Extracted text:

    2 https://fivethirtyeight.com/datalab/americans-opinions-on-spanking-vary-by-party-race-region-and-religion/

    by gert added 1 month ago 0 0

  • when a child is given corporal punishment at a young age, it sends messages to the brain saying that "my parents hit me because they're mad that I did something wrong, so it's okay to hit someone else when I'm angry". So corporal punishment isn't solving anything if anything it's hurting the child and putting the people the child interacts with in danger. There are no benefits to hitting your child. You'll only make them scared of you and others scared of your child. And all it'll prove is that you're a horrible parent.

Provided data:
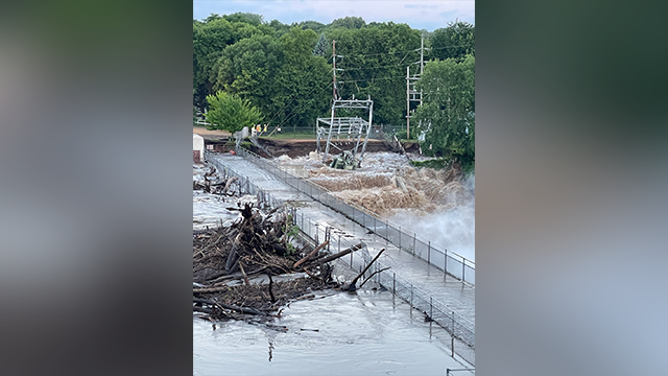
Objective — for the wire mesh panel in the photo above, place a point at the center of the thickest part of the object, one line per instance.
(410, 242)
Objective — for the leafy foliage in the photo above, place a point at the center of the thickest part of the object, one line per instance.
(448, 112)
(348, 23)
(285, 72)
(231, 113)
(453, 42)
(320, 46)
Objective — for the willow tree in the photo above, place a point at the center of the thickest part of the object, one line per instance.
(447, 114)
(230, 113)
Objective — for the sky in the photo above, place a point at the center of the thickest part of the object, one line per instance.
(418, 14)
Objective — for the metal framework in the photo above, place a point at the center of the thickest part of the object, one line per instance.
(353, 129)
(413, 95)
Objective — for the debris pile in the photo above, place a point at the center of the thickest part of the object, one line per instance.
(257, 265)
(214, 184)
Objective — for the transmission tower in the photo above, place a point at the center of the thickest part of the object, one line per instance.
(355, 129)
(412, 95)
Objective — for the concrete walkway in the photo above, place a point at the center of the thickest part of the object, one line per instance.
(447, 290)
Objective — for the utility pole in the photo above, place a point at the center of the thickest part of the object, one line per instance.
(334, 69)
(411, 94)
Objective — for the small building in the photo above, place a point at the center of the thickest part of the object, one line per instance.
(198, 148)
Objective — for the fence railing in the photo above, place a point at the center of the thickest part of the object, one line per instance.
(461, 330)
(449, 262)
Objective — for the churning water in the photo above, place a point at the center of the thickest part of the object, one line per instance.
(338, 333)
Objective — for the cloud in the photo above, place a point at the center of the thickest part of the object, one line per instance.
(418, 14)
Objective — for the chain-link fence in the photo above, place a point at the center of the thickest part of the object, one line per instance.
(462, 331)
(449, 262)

Problem A: From the comment on corporal punishment, copy the part that opens with the words containing "by gert added" and closes with "a horrible parent.".
Problem B: According to the comment on corporal punishment, how will a hit child feel toward the parent?

Answer A:
by gert added 1 month ago 0 0

  • when a child is given corporal punishment at a young age, it sends messages to the brain saying that "my parents hit me because they're mad that I did something wrong, so it's okay to hit someone else when I'm angry". So corporal punishment isn't solving anything if anything it's hurting the child and putting the people the child interacts with in danger. There are no benefits to hitting your child. You'll only make them scared of you and others scared of your child. And all it'll prove is that you're a horrible parent.

Answer B: The child will be scared of the parent.